■ **DOCUMENT**:
%%

Fireline Propagation: How well does the FARSITE model compare with observations from aerial images?

Ana Patricia Fernandes, CESAM, Portugal

1:20 PM - 1:40 PM

The study of fire progression requires a detailed characterization of several components, such as, the location of the ignition, the slope of the terrain, fuel properties and weather conditions. Usually, the fire progression is estimated using numerical models, but as the input variables in wildfires and even in experimental ones are highly uncertain, the estimation of the fireline progression is also uncertain. The main objective of this work was to study the fireline progression using two different approaches. The first approach is based on a modelling tool – FARSITE – which estimates fireline progression using topography, fuel characteristics and weather information. In the second approach, we use image processing techniques to extract data about the fireline progression from aerial images captured by an Unmanned Aerial Vehicle (UAV) equipped with an RGB camera. Both approaches were tested during a prescribed fire in the north of Portugal and the results were processed and evaluated using a geographical information system. The results show that FARSITE overestimates the burnt area in comparison with the data extracted from the aerial images. On the other hand, the segmentation of the fire in the aerial images was challenging, since the fireline was not visible in several framed due to heavy smoke together with the camera angles and flight limitations. This first attempt to compare both approaches also allowed to identify issues and improvements to be considered in the design of future experimental campaigns. These include guidelines to improve the spatiotemporal representation of the fireline propagation in both approaches, as well as to establish the first steps towards a new methodology to measure the fireline propagation during prescribed burns.

%%

■ **DIRECTIONS FOR THIS TASK**:
In the abstract above, how did FARSITE's estimate of the burnt area compare with the data extracted from the aerial images?

■ **MATERIAL**:
%%

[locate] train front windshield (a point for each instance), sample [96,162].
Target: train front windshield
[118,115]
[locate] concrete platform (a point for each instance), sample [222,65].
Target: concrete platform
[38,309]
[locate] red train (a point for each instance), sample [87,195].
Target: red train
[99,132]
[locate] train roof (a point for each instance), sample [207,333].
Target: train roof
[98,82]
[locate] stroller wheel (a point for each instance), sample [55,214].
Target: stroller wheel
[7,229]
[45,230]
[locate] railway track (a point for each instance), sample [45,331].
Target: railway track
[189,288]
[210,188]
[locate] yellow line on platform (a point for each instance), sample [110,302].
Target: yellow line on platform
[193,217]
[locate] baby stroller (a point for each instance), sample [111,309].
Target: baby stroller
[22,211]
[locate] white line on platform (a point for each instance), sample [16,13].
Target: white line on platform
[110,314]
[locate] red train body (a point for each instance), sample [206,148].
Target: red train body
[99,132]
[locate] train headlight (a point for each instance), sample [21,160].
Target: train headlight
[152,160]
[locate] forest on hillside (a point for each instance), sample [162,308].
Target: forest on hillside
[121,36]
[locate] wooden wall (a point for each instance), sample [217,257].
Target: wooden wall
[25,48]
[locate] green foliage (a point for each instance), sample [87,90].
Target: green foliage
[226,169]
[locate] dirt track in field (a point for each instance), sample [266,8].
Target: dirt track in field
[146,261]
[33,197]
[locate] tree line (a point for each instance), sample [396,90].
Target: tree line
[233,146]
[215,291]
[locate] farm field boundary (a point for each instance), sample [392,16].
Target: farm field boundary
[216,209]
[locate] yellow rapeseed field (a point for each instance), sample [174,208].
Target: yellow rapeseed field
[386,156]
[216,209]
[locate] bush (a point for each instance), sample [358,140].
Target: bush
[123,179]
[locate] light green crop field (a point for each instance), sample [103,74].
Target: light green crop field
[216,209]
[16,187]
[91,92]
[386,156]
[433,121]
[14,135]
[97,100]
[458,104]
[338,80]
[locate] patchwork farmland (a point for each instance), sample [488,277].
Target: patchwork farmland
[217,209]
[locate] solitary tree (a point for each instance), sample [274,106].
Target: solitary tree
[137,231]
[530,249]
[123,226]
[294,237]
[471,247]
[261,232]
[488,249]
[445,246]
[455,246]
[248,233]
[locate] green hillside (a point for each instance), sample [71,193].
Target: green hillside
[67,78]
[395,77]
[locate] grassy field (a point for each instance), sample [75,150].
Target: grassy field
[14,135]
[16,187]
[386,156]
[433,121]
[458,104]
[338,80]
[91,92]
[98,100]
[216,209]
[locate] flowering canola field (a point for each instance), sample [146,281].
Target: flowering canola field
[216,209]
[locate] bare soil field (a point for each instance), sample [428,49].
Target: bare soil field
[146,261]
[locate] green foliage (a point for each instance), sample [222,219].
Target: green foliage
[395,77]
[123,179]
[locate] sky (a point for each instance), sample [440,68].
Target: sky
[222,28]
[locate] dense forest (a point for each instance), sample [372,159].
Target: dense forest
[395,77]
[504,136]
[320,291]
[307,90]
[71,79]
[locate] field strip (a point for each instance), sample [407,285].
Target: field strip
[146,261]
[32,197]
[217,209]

%%

■ **THE COMPLETED TASK**:
FARSITE overestimated the burnt area.